*Stated goal 1*
Gather every line in the entries that contains the word "photograph", copying each one in full. Case counts.

Priesthood


This is taken in its entirety from the Millennial Star Vol 14 13-NOV-1852 Issue 38. I found it to be an awesome and very well written article, and figured it probably hasn’t seen much circulation lately, so i wanted to share it

Men in their ambition have ever sought for power, to rule and to exercise a controling influence over their fellow men, and generally but little regard has been had to the way and means by which they have come into possession of such power, neither when obtained, has it been always used with an eye single to the benefit or salvation of mankind. The desire, we admit, is a very natural one, from the fact that man is designed by God, and capacitated in his organization to be a ruler in a greater or less degree in the many grades that exist, from having rule over his own passions, propensities, and person, to that of a family, tribe, community, or society, a state or nation, an empire or a kingdom; and even his ambition may aspire to rule the world, or like God, peradventure, to sway the sceptre of of unumbered worlds.

 

All power is not immediately derived from the same source but all legitimate right of Government is in the Priesthood of God. Tyrants and usurpers, under the titles of Emperors, Kings, and Presidents, have dominion upon the earth, which has been obtained, and is maintained, by the sword and by blood, all of which is a usurpation of power, gained by might and not by right. The very sound of the word Priesthood, to every man who has a correct idea of the government of God, imparts a sensation that either elevates his soul with joy, or if he feels its influence is not within his reach, it abandons him to despair. It implies a divine right to govern and control, exercised by God, and imparted to whom He will; and when held by man under His approbation, is superior to every other power, and therefore cannot virtually be be called in question by any other. This right of government is so secured that no man can take the honour or power thereof unto himself, for God calls whom He will, and confers it upon him in His own appointed way; hence no man can obtain it without believing and confessing that there is a medium of immediate communication between him and his God; and all men who are called as was Aaron, by direct revelation, and ordained unto the Holy Priesthood, are ordained for men, in things pertaining to god, that reconciliation may be brought to pass.

*Stated goal 2*
According to the article on priesthood, where is all legitimate right of government found?

*Supplied entries*
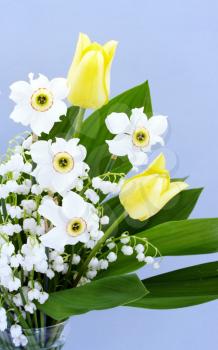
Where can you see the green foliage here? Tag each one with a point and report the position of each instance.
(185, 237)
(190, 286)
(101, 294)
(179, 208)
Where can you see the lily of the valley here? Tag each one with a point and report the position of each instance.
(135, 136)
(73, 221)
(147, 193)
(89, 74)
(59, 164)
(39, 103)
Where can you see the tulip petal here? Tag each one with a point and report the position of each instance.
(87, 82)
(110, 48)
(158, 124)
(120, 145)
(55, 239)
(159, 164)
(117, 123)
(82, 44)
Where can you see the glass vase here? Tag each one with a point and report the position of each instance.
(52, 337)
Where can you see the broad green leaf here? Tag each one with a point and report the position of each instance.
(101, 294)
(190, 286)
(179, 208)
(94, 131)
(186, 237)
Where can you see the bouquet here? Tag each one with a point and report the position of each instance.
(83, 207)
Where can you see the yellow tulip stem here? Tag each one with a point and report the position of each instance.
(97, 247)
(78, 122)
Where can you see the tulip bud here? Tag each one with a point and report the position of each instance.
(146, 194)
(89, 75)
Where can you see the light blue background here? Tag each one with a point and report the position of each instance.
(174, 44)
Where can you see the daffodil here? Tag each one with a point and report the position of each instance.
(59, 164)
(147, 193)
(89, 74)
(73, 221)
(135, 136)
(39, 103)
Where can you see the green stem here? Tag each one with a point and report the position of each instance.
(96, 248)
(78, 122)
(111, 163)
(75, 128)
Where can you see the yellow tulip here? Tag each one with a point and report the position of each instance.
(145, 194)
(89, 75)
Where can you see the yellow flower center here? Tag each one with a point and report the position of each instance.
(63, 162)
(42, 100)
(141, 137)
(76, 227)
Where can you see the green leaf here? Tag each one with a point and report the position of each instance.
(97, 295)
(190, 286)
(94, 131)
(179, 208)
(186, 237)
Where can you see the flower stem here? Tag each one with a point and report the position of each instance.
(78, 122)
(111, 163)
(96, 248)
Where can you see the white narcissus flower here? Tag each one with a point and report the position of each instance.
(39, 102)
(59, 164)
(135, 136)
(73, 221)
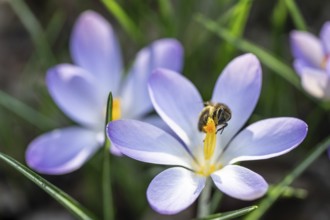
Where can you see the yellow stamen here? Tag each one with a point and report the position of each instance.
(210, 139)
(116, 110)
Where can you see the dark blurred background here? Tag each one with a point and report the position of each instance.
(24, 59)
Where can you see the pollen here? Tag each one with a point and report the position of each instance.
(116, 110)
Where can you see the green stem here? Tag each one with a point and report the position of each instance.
...
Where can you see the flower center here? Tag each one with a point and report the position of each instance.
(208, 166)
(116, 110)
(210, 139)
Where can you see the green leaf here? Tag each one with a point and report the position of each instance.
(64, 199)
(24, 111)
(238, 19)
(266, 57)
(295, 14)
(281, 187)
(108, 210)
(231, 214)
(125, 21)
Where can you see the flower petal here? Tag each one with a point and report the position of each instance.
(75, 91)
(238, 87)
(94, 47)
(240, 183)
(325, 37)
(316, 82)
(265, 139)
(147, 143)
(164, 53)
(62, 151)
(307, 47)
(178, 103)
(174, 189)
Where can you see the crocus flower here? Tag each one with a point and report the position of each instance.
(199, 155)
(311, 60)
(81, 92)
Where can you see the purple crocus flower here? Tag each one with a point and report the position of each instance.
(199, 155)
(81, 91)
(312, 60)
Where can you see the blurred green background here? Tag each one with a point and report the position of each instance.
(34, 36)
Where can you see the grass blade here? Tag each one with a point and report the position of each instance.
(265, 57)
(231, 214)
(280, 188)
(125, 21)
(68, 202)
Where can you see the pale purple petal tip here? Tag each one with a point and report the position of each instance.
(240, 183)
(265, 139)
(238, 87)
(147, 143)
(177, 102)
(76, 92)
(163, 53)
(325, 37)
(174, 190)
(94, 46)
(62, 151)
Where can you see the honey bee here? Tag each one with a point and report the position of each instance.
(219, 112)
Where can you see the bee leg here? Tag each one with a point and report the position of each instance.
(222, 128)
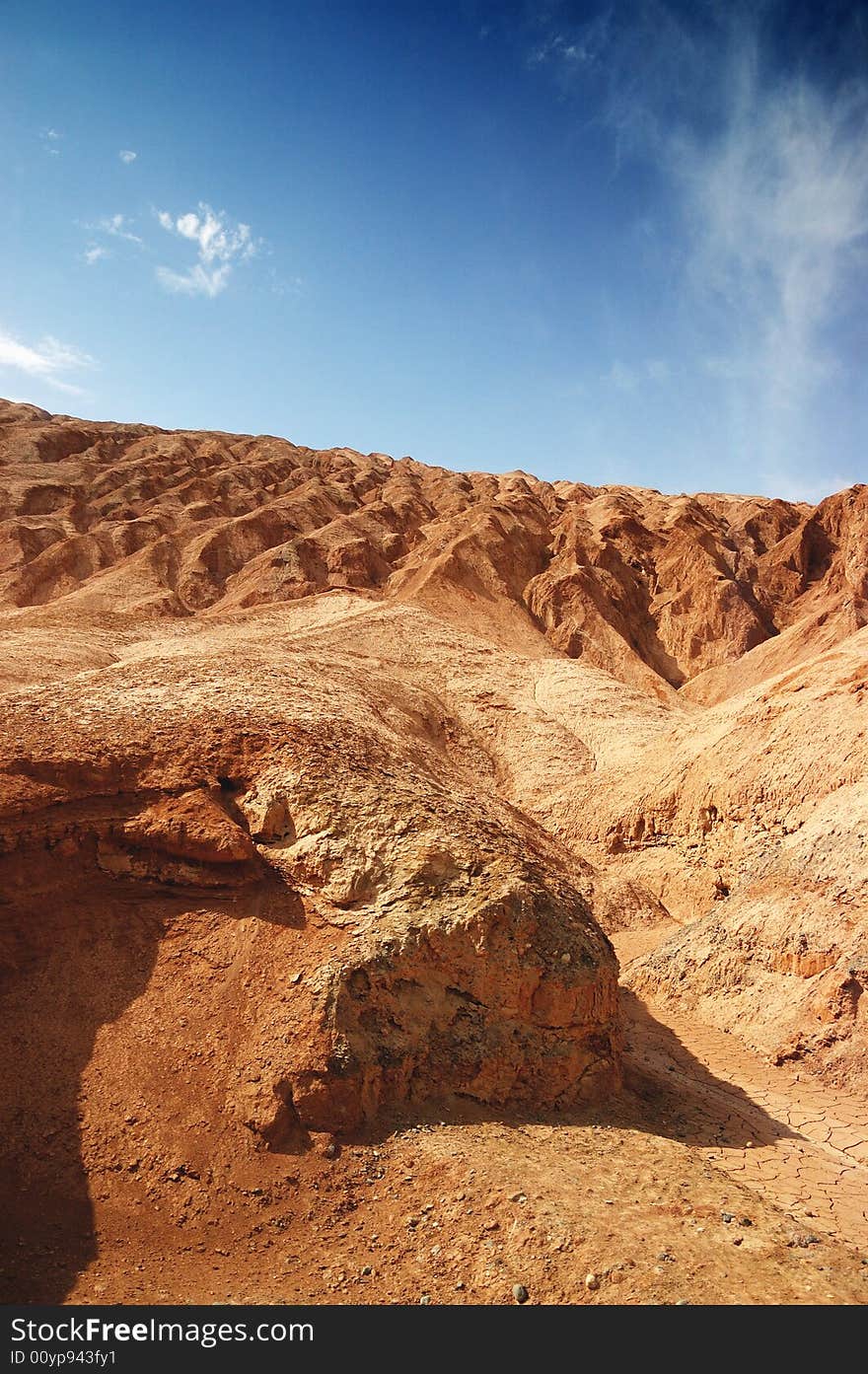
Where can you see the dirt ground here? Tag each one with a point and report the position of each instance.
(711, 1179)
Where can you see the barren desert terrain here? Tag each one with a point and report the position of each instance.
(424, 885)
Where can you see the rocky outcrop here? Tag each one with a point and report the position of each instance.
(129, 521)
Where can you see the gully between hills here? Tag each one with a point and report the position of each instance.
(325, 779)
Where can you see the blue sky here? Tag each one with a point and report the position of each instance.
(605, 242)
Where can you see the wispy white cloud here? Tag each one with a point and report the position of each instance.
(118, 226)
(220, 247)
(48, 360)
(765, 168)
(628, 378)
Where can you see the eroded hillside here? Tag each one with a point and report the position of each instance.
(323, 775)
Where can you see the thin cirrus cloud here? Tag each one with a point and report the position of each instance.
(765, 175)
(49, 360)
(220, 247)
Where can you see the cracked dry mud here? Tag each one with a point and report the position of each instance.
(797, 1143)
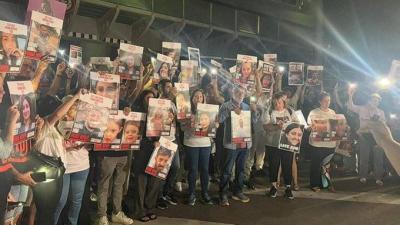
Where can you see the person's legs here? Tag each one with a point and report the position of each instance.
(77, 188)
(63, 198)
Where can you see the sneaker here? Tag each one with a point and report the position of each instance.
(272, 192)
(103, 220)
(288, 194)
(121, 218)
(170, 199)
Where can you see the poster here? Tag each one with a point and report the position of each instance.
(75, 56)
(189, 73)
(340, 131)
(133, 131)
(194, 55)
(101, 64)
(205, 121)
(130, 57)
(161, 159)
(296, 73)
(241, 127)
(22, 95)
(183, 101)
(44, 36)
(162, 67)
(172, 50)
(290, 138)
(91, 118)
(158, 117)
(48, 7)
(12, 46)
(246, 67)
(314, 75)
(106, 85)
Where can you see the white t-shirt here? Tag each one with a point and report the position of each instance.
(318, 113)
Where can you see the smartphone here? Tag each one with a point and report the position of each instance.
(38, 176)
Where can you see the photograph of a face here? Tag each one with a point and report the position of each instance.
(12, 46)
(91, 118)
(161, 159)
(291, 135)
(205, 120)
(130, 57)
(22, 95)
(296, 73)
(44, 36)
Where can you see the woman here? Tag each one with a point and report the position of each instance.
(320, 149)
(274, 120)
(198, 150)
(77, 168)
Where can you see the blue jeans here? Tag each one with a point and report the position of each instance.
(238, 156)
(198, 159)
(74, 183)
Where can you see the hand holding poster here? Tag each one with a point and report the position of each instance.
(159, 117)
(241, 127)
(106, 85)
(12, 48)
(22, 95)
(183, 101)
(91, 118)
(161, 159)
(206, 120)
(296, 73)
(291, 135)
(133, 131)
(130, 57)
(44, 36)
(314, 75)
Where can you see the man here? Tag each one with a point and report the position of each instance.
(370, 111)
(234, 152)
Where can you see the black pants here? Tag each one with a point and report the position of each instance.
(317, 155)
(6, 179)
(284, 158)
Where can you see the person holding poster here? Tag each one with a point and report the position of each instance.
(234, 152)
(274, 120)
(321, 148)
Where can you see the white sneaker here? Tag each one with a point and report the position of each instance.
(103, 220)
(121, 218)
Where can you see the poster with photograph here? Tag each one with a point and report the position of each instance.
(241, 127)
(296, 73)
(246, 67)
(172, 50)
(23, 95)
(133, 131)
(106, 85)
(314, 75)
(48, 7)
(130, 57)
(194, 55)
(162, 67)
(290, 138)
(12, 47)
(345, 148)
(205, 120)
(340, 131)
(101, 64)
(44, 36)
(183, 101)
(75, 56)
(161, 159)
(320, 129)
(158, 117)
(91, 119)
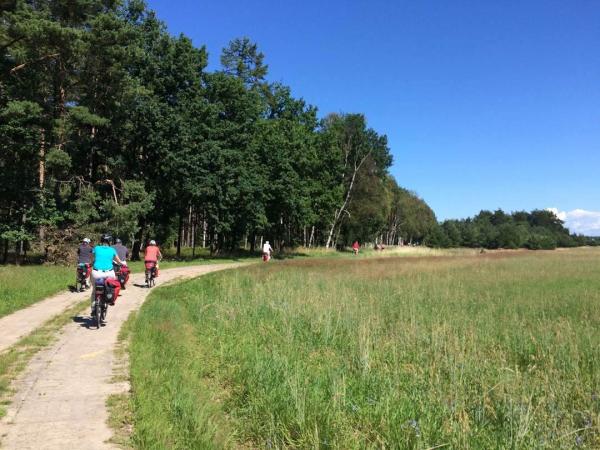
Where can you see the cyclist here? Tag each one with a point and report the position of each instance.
==
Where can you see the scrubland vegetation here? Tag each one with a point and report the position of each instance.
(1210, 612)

*Correct answer 1*
Where can you see the photograph of a face here? Tag each one with a point and report the position of each instance.
Where can you see the poster with photograph here? Tag each one with a point and report the position of each instance.

*Correct answer 2*
In the Priesthood of God.